(Collected data entries)
- - - - - - -
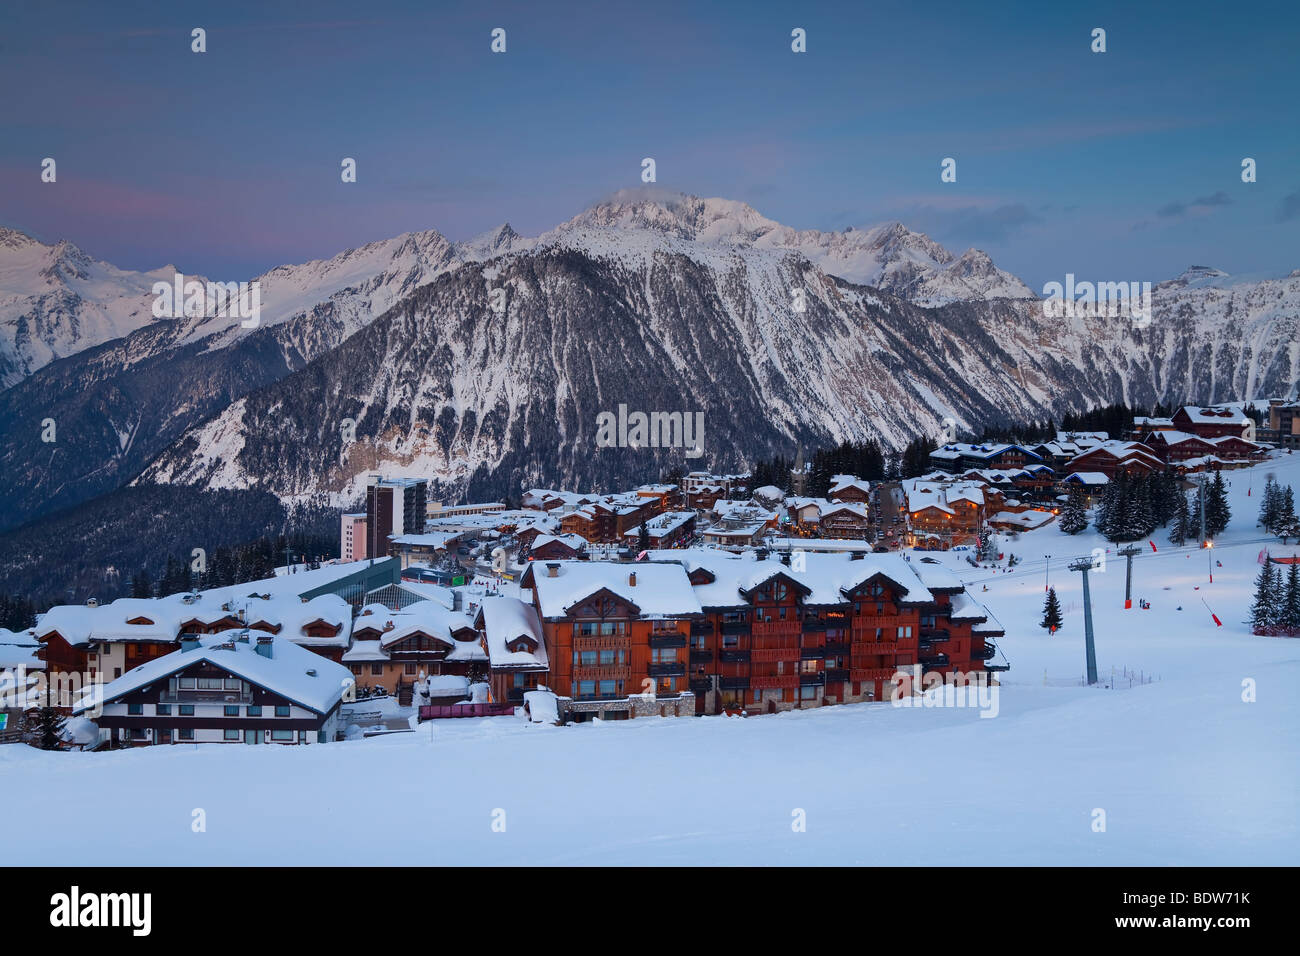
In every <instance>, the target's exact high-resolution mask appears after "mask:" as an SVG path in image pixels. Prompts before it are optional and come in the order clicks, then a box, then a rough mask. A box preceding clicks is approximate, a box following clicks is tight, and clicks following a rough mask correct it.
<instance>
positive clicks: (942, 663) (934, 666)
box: [919, 654, 949, 671]
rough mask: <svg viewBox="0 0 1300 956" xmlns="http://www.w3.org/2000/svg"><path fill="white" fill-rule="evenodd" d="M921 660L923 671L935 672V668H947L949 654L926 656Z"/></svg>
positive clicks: (930, 655)
mask: <svg viewBox="0 0 1300 956" xmlns="http://www.w3.org/2000/svg"><path fill="white" fill-rule="evenodd" d="M919 659H920V669H922V670H923V671H928V670H933V669H935V667H946V666H948V663H949V661H948V654H926V656H922V657H920V658H919Z"/></svg>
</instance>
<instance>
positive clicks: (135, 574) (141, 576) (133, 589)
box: [131, 568, 153, 597]
mask: <svg viewBox="0 0 1300 956" xmlns="http://www.w3.org/2000/svg"><path fill="white" fill-rule="evenodd" d="M152 596H153V585H152V584H151V583H149V572H148V571H147V570H146V568H140V570H139V571H136V572H135V575H134V576H133V578H131V597H152Z"/></svg>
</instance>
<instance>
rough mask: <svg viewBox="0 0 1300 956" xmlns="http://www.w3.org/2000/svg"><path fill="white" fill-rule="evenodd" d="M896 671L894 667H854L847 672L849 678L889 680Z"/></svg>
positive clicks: (855, 678)
mask: <svg viewBox="0 0 1300 956" xmlns="http://www.w3.org/2000/svg"><path fill="white" fill-rule="evenodd" d="M894 672H896V669H894V667H854V669H853V670H852V671H850V672H849V679H850V680H889V679H891V678H892V676H893V675H894Z"/></svg>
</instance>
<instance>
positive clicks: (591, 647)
mask: <svg viewBox="0 0 1300 956" xmlns="http://www.w3.org/2000/svg"><path fill="white" fill-rule="evenodd" d="M625 646H628V637H627V635H598V636H588V637H582V636H577V637H575V639H573V650H614V649H616V648H625Z"/></svg>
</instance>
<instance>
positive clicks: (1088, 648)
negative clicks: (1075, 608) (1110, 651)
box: [1070, 555, 1097, 685]
mask: <svg viewBox="0 0 1300 956" xmlns="http://www.w3.org/2000/svg"><path fill="white" fill-rule="evenodd" d="M1095 567H1096V566H1095V564H1093V563H1092V555H1088V557H1087V558H1079V559H1078V561H1073V562H1070V570H1071V571H1079V572H1082V574H1083V639H1084V644H1086V646H1087V656H1088V684H1089V685H1092V684H1096V683H1097V650H1096V645H1095V644H1093V640H1092V593H1091V592H1089V591H1088V571H1092V570H1093V568H1095Z"/></svg>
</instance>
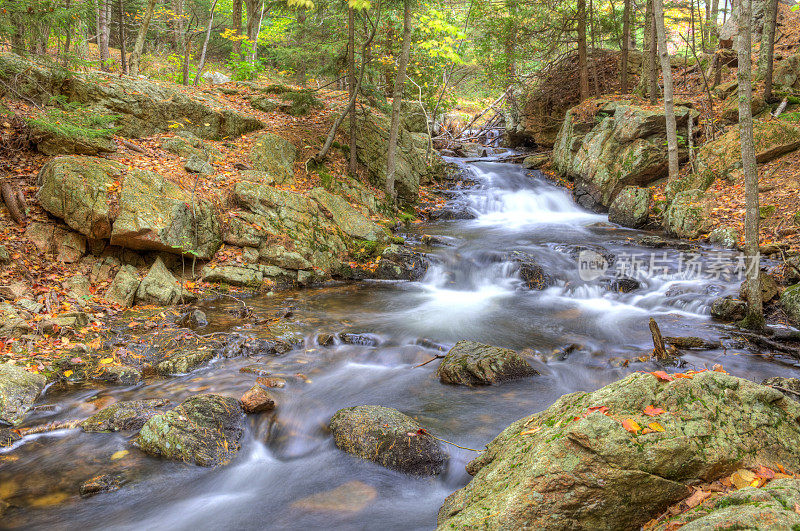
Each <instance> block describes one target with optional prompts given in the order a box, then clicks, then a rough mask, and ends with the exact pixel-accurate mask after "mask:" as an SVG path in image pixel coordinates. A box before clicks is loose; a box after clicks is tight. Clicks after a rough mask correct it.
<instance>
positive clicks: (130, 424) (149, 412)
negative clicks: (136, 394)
mask: <svg viewBox="0 0 800 531" xmlns="http://www.w3.org/2000/svg"><path fill="white" fill-rule="evenodd" d="M167 404H169V400H166V399H163V398H150V399H146V400H133V401H130V402H117V403H116V404H112V405H110V406H108V407H107V408H104V409H102V410H100V411H98V412H97V413H95V414H94V415H92V416H91V417H89V418H88V419H86V420H84V421H83V422H82V423H81V428H83V431H87V432H105V431H129V430H130V431H134V430H140V429H142V426H144V423H145V422H147V420H148V419H150V417H153V416H155V415H157V414H159V413H161V410H160V409H158V408H161V407H163V406H166V405H167Z"/></svg>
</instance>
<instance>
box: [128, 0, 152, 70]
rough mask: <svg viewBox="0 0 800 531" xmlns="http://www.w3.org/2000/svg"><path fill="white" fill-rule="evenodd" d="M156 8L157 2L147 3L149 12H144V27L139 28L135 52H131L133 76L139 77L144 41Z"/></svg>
mask: <svg viewBox="0 0 800 531" xmlns="http://www.w3.org/2000/svg"><path fill="white" fill-rule="evenodd" d="M155 7H156V0H149V1H148V2H147V10H146V11H145V12H144V17H143V18H142V25H141V26H139V33H137V34H136V42H135V43H134V45H133V52H131V60H130V64H129V65H128V67H129V69H130V73H131V75H134V76H137V75H139V63H140V62H141V60H142V51H143V50H144V40H145V37H147V30H148V29H149V28H150V20H152V18H153V11H154V10H155Z"/></svg>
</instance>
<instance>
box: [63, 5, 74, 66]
mask: <svg viewBox="0 0 800 531" xmlns="http://www.w3.org/2000/svg"><path fill="white" fill-rule="evenodd" d="M71 4H72V2H71V0H65V2H64V7H65V8H66V10H67V13H69V9H70V6H71ZM64 31H65V33H66V35H65V36H64V66H67V64H68V63H69V47H70V46H71V45H72V17H68V18H67V27H66V28H65V30H64Z"/></svg>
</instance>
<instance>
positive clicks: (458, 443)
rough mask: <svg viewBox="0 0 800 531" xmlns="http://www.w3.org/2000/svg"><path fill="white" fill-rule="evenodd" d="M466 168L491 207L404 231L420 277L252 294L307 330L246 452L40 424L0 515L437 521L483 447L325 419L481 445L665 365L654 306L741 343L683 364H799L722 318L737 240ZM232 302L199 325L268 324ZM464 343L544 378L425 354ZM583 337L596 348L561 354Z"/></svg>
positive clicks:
- - - - - - -
WHAT YOU WILL DO: Word for word, set down each record shown above, omitting the pictures.

ANSWER BOX:
In every <instance>, the target's exact high-resolution mask appears after "mask:" as an SVG path in image pixels. Prompts before it are optional and come in the order clicks, then a box, then a rough mask. A box preceding clicks is approximate, a box following clicks is tight, and clicks following a rough mask correct it.
<instance>
positive clicks: (942, 663) (934, 666)
box: [919, 654, 949, 671]
rough mask: <svg viewBox="0 0 1300 956" xmlns="http://www.w3.org/2000/svg"><path fill="white" fill-rule="evenodd" d="M921 660L923 671L935 672V668H947L949 654L926 656Z"/></svg>
positive clicks: (930, 655)
mask: <svg viewBox="0 0 1300 956" xmlns="http://www.w3.org/2000/svg"><path fill="white" fill-rule="evenodd" d="M919 659H920V669H922V670H923V671H928V670H933V669H935V667H946V666H948V663H949V661H948V654H926V656H922V657H920V658H919Z"/></svg>
</instance>
<instance>
positive clicks: (135, 574) (141, 576) (133, 589)
box: [131, 568, 153, 597]
mask: <svg viewBox="0 0 1300 956" xmlns="http://www.w3.org/2000/svg"><path fill="white" fill-rule="evenodd" d="M152 596H153V585H152V584H151V583H149V572H148V571H147V570H146V568H140V570H139V571H136V572H135V575H134V576H133V578H131V597H152Z"/></svg>
</instance>
<instance>
rough mask: <svg viewBox="0 0 1300 956" xmlns="http://www.w3.org/2000/svg"><path fill="white" fill-rule="evenodd" d="M896 671L894 667H854L847 672L849 678L889 680Z"/></svg>
positive clicks: (855, 678)
mask: <svg viewBox="0 0 1300 956" xmlns="http://www.w3.org/2000/svg"><path fill="white" fill-rule="evenodd" d="M894 672H896V669H894V667H854V669H853V670H852V671H850V672H849V679H850V680H889V679H891V678H892V676H893V675H894Z"/></svg>
</instance>
<instance>
positive clicks: (591, 647)
mask: <svg viewBox="0 0 1300 956" xmlns="http://www.w3.org/2000/svg"><path fill="white" fill-rule="evenodd" d="M625 646H628V637H627V635H598V636H588V637H582V636H577V637H575V639H573V650H614V649H616V648H625Z"/></svg>
</instance>
<instance>
positive clicks: (1088, 648)
negative clicks: (1075, 608) (1110, 651)
box: [1070, 555, 1097, 685]
mask: <svg viewBox="0 0 1300 956" xmlns="http://www.w3.org/2000/svg"><path fill="white" fill-rule="evenodd" d="M1095 567H1096V566H1095V564H1093V563H1092V555H1088V557H1087V558H1079V559H1078V561H1073V562H1070V570H1071V571H1079V572H1082V574H1083V639H1084V644H1086V646H1087V656H1088V684H1089V685H1092V684H1096V683H1097V650H1096V645H1095V644H1093V640H1092V593H1091V592H1089V591H1088V571H1092V570H1093V568H1095Z"/></svg>
</instance>
Each <instance> block describes one target with optional prompts given in the order a box, then clicks, then a rough mask, and ends with the exact pixel-accurate mask after "mask:" as an SVG path in image pixel coordinates. A box before clicks is loose; a box after clicks is tight. Clicks after a rough mask correct it.
<instance>
positive clicks: (130, 424) (149, 412)
negative clicks: (136, 394)
mask: <svg viewBox="0 0 800 531" xmlns="http://www.w3.org/2000/svg"><path fill="white" fill-rule="evenodd" d="M167 404H169V400H166V399H163V398H150V399H146V400H133V401H130V402H117V403H116V404H112V405H110V406H108V407H107V408H104V409H102V410H100V411H98V412H97V413H95V414H94V415H92V416H91V417H89V418H88V419H86V420H84V421H83V422H82V423H81V428H83V431H87V432H105V431H129V430H130V431H134V430H140V429H142V426H144V423H145V422H147V420H148V419H150V417H153V416H155V415H157V414H159V413H161V410H160V409H158V408H161V407H163V406H166V405H167Z"/></svg>
</instance>
<instance>
box: [128, 0, 152, 70]
rough mask: <svg viewBox="0 0 800 531" xmlns="http://www.w3.org/2000/svg"><path fill="white" fill-rule="evenodd" d="M156 8L157 2L147 3L149 12H144V27L139 28L135 52H131L133 76L139 77L144 41Z"/></svg>
mask: <svg viewBox="0 0 800 531" xmlns="http://www.w3.org/2000/svg"><path fill="white" fill-rule="evenodd" d="M155 7H156V0H149V1H148V2H147V10H146V11H145V12H144V17H143V18H142V25H141V26H139V33H137V34H136V42H135V43H134V45H133V52H131V60H130V64H129V65H128V67H129V69H130V73H131V75H134V76H137V75H139V63H140V62H141V60H142V51H143V50H144V40H145V37H147V30H148V29H149V28H150V20H152V18H153V11H154V10H155Z"/></svg>
</instance>
<instance>
box: [63, 5, 74, 66]
mask: <svg viewBox="0 0 800 531" xmlns="http://www.w3.org/2000/svg"><path fill="white" fill-rule="evenodd" d="M71 4H72V2H71V0H65V2H64V7H65V8H66V10H67V13H69V9H70V6H71ZM64 31H65V33H66V35H65V36H64V66H67V64H68V63H69V47H70V46H71V45H72V17H68V18H67V27H66V28H65V30H64Z"/></svg>
</instance>
<instance>
positive clicks: (458, 443)
rough mask: <svg viewBox="0 0 800 531" xmlns="http://www.w3.org/2000/svg"><path fill="white" fill-rule="evenodd" d="M466 168L491 207L404 231L420 277L252 294L307 330L246 452L40 424L0 515L437 521L483 447L325 419L481 445L665 365L654 306L741 343L683 364H799L722 318L737 240ZM232 302L199 325L268 324ZM464 343L544 378L425 354ZM583 337L596 348L561 354Z"/></svg>
positive clicks:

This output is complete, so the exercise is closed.